▶ ISTRUZIONI
**a.** Indica se ciascuna delle affermazioni seguenti concorda con il brano sui talebani in Afghanistan, rispondendo sì o no e citando alla lettera le parole del brano che lo stabiliscono: (i) il ramo afghano dello Stato Islamico ha la propria base operativa nel capoluogo di Nangarhar dal 2015; (ii) secondo le agenzie Bakhtar e Ariana, l'attacco ha provocato tre vittime; (iii) tutte e quattro le salme portate nella piazza di Herat sono rimaste esposte lì.
**b.** Inserisci in una lista JSON di stringhe, una per riga e senza le righe vuote, soltanto le righe delle voci che vanno da quella contenente "Point to the man's bare" fino all'ultima riga delle voci, entrambe comprese.

▶ BRANO SCELTO
########

Orrore a Herat: cadaveri impiccati dai talib in piazza

Continuano a Jalalabad gli attacchi dell’Isis-K contro i talebani. Nel capoluogo della provincia orientale di Nangarhar, che segna il confine tra Afghanistan e Pakistan, dal 2015 il ramo afghano dello Stato Islamico ha stabilito la propria base operativa. Dopo la riconquista del potere da parte dei mullah, l’Isis-K ha aumentato gli attentati per impedire che questi stabilizzino il Paese, come sperano le grandi potenze. Gli attacchi sferrati, come quello di ieri, sono più circoscritti e di minore intensità rispetto al passato a causa della fitta sorveglianza degli “studenti coranici”, ma restano comunque pericolosi, anche per i civili. Secondo le agenzie di stampa Bakhtar e Ariana, questa volta ci sarebbero almeno una vittima e sette feriti. Lo strumento usato dai jihadisti è un ordigno rudimentale che sarebbe esploso al passaggio di un convoglio talebano.

Intanto prende forma il nuovo regime talebano che mostra sul campo di non essere diverso da quello del terrore che oppresse l’Afghanistan dal 1996 al 2001. Gli “studenti coranici” hanno ripreso a perpetrare i metodi “giustizia” della prima ora. Lo ha ammesso il mullah Nouruddin Turabi, uno dei fondatori, ex ministro della Giustizia e del famigerato Ministero per la Protezione della Virtù e la Persecuzione del Vizio – che ha appena rimpiazzato quello per i Diritti delle Donne –, responsabile del sistema carcerario. Affermando che “le amputazioni punitive di mani e piedi sono necessarie per garantire la nostra sicurezza interna”, Turabi ha tentato di giustificare alla stampa internazionale il ritorno alla barbarie. Secondo un testimone sentito dall’Ap, il cadavere di un presunto rapinatore è stato appeso a una gru nella piazza principale di Herat. Wazir Ahmad Seddiqi, che gestisce una farmacia sul lato della piazza, ha spiegato che quattro salme sono state portate sul posto, tre sono state poi spostate in altre piazze per essere esposte come monito. I giustiziati sarebbero stati presi in un tentativo di rapimento.

########

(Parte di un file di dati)
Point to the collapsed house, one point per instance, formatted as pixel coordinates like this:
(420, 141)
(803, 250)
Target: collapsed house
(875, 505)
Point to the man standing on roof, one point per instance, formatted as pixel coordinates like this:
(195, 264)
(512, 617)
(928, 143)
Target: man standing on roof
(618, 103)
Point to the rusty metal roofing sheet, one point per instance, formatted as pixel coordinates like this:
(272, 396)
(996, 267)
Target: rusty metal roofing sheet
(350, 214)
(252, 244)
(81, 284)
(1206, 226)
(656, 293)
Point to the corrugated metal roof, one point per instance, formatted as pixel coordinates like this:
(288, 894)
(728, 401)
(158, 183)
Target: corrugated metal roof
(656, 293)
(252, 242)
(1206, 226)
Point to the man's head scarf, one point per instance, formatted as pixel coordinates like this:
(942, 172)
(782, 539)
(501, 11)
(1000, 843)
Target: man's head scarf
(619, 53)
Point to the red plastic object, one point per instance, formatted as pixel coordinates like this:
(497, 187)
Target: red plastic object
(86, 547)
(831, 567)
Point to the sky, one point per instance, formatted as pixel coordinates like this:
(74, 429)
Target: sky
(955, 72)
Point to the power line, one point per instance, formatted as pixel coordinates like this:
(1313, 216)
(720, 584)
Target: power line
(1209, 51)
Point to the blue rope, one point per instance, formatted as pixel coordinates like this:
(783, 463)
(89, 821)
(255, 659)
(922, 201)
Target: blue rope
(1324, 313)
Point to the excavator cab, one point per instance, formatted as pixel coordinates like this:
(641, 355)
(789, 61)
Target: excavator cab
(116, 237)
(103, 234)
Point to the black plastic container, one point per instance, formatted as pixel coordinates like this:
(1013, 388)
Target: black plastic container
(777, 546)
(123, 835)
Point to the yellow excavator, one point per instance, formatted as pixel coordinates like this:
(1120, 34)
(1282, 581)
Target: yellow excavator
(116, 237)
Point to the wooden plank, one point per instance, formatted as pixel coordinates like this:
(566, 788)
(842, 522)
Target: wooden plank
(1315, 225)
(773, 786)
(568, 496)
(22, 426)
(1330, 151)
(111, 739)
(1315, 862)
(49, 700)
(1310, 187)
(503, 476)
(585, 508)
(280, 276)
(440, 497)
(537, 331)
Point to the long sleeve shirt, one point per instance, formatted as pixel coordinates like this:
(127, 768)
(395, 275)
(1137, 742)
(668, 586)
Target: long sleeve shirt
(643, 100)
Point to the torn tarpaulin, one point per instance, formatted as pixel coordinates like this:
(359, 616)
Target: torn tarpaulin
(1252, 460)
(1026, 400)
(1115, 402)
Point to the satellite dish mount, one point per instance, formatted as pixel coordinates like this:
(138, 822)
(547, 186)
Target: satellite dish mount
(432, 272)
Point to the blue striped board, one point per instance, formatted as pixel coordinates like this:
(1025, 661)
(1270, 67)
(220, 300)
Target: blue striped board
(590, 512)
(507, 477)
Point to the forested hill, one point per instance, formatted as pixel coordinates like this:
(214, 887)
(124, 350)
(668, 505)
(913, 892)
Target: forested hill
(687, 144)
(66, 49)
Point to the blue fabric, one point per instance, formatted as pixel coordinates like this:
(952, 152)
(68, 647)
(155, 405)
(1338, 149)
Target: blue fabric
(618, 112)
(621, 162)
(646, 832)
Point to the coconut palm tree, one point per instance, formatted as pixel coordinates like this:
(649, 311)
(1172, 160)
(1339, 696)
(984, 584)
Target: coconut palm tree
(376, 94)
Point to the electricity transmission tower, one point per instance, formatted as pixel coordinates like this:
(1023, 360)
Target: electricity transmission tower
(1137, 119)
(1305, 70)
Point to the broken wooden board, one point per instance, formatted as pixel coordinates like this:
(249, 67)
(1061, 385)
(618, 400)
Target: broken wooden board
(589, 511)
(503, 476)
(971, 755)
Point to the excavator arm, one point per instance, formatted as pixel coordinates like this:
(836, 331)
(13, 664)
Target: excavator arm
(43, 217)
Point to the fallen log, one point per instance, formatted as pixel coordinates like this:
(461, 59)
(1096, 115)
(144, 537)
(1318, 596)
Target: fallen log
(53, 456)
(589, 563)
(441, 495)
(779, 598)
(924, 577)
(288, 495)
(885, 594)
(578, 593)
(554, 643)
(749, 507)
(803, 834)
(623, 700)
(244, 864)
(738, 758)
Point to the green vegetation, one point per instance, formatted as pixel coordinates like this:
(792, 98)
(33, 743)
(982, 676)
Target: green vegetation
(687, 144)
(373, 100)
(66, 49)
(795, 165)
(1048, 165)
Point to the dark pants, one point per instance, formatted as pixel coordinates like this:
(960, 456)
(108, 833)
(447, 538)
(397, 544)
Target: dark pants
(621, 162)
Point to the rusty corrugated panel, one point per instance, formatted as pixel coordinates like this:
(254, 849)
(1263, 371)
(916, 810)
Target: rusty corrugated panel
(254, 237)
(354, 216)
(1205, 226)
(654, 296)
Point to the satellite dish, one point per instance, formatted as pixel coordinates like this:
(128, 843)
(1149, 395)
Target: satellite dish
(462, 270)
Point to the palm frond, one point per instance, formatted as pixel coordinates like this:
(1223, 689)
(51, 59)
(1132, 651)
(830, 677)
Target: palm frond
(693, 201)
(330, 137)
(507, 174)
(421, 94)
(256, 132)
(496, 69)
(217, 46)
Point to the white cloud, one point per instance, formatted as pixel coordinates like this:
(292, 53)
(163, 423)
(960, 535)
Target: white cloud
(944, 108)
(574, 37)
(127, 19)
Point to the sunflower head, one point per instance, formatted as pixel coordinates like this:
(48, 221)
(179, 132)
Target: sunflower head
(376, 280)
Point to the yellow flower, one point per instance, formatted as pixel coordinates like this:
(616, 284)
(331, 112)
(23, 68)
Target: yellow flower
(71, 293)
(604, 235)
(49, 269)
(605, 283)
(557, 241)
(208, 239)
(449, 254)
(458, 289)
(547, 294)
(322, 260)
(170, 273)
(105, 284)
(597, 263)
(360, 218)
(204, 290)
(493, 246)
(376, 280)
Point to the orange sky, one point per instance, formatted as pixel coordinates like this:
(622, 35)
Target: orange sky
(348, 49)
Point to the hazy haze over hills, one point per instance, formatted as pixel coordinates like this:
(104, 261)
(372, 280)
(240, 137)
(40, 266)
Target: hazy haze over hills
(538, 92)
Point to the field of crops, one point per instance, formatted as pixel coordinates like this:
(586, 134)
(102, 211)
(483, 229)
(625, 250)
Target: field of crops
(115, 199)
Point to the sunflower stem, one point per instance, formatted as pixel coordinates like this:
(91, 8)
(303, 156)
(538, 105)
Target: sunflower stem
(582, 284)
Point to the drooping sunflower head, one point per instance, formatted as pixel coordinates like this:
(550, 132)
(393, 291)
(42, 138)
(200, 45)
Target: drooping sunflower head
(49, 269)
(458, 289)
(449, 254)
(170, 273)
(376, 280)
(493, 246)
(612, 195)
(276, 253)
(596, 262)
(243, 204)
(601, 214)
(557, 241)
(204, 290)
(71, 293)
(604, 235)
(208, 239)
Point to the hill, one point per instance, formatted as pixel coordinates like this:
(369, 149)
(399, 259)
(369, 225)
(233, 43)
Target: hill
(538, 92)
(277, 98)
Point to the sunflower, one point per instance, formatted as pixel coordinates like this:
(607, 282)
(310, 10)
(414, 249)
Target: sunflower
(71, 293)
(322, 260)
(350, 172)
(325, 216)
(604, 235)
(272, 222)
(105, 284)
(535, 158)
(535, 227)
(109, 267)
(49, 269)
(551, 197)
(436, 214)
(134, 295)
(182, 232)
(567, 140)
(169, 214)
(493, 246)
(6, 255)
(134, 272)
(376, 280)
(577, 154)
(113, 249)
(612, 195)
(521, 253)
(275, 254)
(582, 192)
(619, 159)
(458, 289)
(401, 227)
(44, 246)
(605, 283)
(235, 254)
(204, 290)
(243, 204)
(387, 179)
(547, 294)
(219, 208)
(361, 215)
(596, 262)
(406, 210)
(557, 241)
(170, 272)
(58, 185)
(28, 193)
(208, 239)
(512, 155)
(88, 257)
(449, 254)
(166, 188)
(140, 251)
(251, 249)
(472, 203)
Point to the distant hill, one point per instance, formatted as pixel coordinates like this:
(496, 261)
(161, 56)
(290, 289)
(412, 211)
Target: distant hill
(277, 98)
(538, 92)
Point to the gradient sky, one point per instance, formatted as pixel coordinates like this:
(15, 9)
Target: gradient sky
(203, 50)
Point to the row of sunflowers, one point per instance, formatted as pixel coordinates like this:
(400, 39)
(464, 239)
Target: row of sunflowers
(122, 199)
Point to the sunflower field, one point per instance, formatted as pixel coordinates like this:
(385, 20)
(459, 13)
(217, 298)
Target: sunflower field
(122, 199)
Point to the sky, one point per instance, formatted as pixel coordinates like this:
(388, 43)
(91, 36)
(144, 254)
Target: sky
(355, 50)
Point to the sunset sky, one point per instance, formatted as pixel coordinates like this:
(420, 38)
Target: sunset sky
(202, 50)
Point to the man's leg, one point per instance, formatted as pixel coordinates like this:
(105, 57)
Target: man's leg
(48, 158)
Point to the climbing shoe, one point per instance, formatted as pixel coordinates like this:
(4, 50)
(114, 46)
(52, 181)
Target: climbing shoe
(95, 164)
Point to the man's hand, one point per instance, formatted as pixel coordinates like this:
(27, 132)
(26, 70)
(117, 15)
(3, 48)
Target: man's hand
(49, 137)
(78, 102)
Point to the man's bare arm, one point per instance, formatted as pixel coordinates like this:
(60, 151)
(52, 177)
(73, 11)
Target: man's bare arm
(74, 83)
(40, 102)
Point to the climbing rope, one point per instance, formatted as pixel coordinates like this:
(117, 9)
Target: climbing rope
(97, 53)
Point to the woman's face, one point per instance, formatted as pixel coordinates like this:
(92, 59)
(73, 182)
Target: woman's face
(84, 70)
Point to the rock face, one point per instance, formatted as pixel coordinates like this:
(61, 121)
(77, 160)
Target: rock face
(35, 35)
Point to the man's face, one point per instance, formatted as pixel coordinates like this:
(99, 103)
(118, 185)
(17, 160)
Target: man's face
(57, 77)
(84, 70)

########

▶ LE RISPOSTE
**a.**
(i) Sì: «dal 2015 il ramo afghano dello Stato Islamico ha stabilito la propria base operativa».
(ii) No: «ci sarebbero almeno una vittima e sette feriti».
(iii) No: «quattro salme sono state portate sul posto, tre sono state poi spostate in altre piazze per essere esposte come monito».

**b.**
[
  "Point to the man's bare arm, one point per instance, formatted as pixel coordinates like this:",
  "(60, 151)",
  "(52, 177)",
  "(73, 11)",
  "Target: man's bare arm",
  "(74, 83)",
  "(40, 102)",
  "Point to the climbing rope, one point per instance, formatted as pixel coordinates like this:",
  "(117, 9)",
  "Target: climbing rope",
  "(97, 53)",
  "Point to the woman's face, one point per instance, formatted as pixel coordinates like this:",
  "(92, 59)",
  "(73, 182)",
  "Target: woman's face",
  "(84, 70)",
  "Point to the rock face, one point per instance, formatted as pixel coordinates like this:",
  "(61, 121)",
  "(77, 160)",
  "Target: rock face",
  "(35, 35)",
  "Point to the man's face, one point per instance, formatted as pixel coordinates like this:",
  "(99, 103)",
  "(118, 185)",
  "(17, 160)",
  "Target: man's face",
  "(57, 77)",
  "(84, 70)"
]